TEXT SECTION start

Very pretty. Nice striping pattern.


----------



## Gaildh (Jan 15, 2015)

So nice!


----------



## wordancer (May 4, 2011)

Beautiful, it looks to a joy to wear!


----------



## Cdambro (Dec 30, 2013)

A real beauty. Color is very pretty.


----------



## run4fittness (May 22, 2011)

Very pretty! :sm24:


----------



## Woodstockgranny (Feb 6, 2013)

Beautiful! Wonderful job, lucky recipient )


----------



## betty boivin (Sep 12, 2012)

Beautiful!


----------



## crafterwantabe (Feb 26, 2013)

Very pretty she should love it.


----------



## GrannyMo (Jul 7, 2016)

The sock yarn is very effective as a warp and your handspun gives a lovely subtle colour. Bet secret sister will be very pleased.


----------



## lovey (Nov 11, 2011)

:sm24:


----------



## spins2knit (Jul 29, 2013)

Love how it looks like ikat. Which sock yarn did you use?


----------



## ilmacheryl (Feb 3, 2013)

spins2knit said:


> Love how it looks like ikat. Which sock yarn did you use?


I don't know. I can't find the band.


----------



## spins2knit (Jul 29, 2013)

LOL! Sounds just like me.


----------



## Babalou (Jun 3, 2012)

She should love it. It is very pretty and looks really soft.


----------



## gardenpoet (Jun 24, 2016)

What a lovely gift for a sister.


----------



## silkandwool (Dec 5, 2011)

:sm24: Beautiful.


----------



## Patrice B-Z (Dec 22, 2014)

So very nice. If she doesn’t like it, may I sign up to be your “second sister”, lol!!


----------



## marciawm (Jun 2, 2015)

I hope I am your secret sister.


----------



## sockyarn (Jan 26, 2011)

Very pretty.


----------



## Melody-Ann (Apr 11, 2017)

I'm sure she will love it! It's beautiful!


----------



## Goodshepfarm (Jul 20, 2014)

What a thoughtful friend you are. She will love it!
Thanks for sharing, it is so pretty.


----------



## Beetytwird (Jan 19, 2011)

COOL! looks really neat. I am sure she will love it.


----------



## BirchPoint (Feb 12, 2016)

I like the sock yarn stripe effect! Nice scarf


----------



## spinninggill (Apr 9, 2011)

Very pretty


----------

TEXT SECTION end
GIVEN RECORDS start

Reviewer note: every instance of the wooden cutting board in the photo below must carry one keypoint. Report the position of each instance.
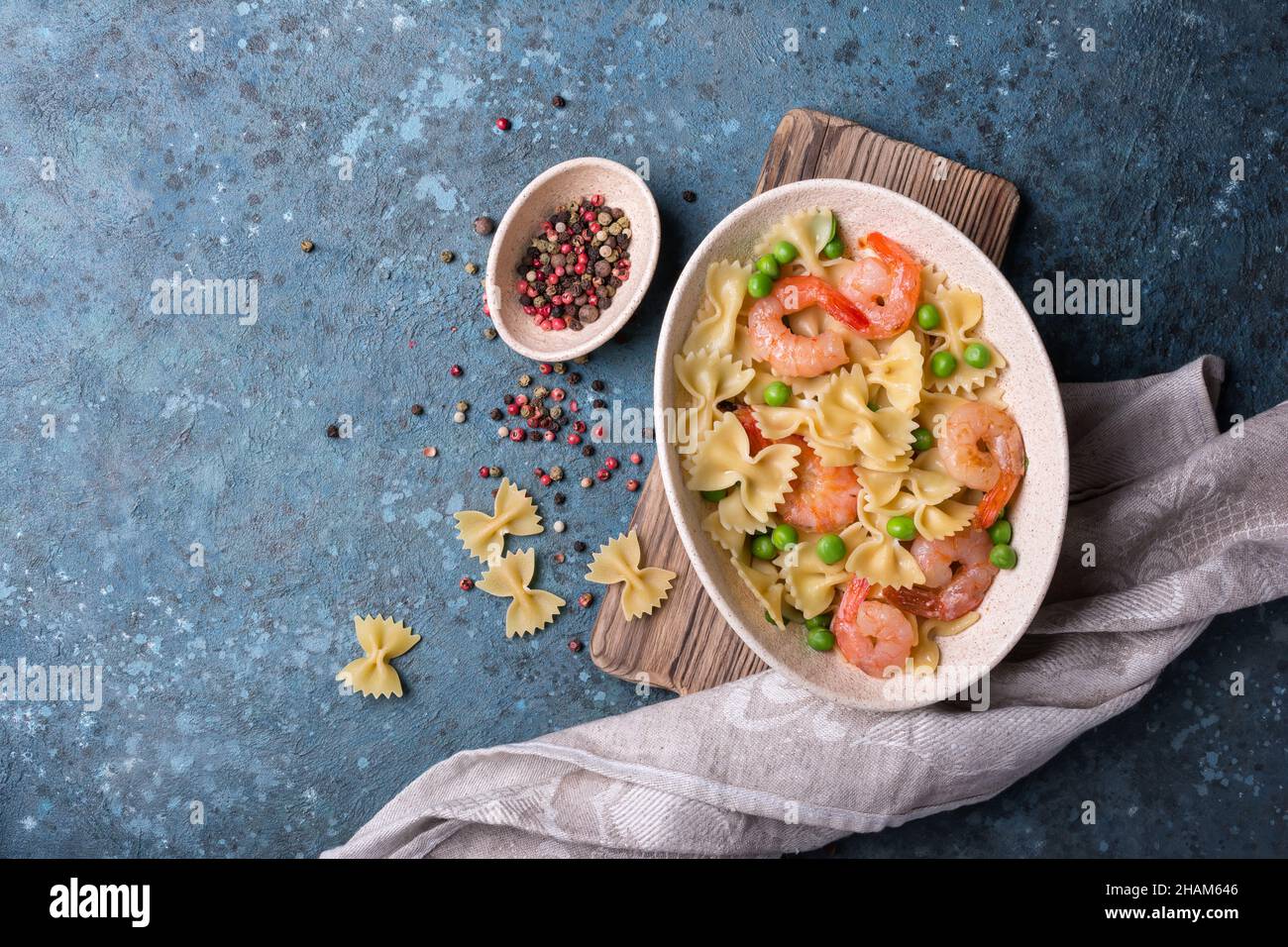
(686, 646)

GIVEN RECORDS end
GIVEN RECORDS start

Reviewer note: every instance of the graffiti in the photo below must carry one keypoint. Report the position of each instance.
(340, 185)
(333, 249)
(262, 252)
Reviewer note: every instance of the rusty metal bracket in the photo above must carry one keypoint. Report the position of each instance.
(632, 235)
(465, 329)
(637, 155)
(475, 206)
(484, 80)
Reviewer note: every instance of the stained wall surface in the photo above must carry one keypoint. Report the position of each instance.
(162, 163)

GIVEN RECORDS end

- [WHAT THE TASK REQUIRES]
Answer from the comment thread above, one answer per line:
(a) What does spins2knit say the piece looks like?
(b) What reason does ilmacheryl give for not knowing which sock yarn was used?
(c) According to GrannyMo, what is the sock yarn very effective as?

- [EXERCISE RESULT]
(a) Ikat.
(b) ilmacheryl can't find the band.
(c) A warp.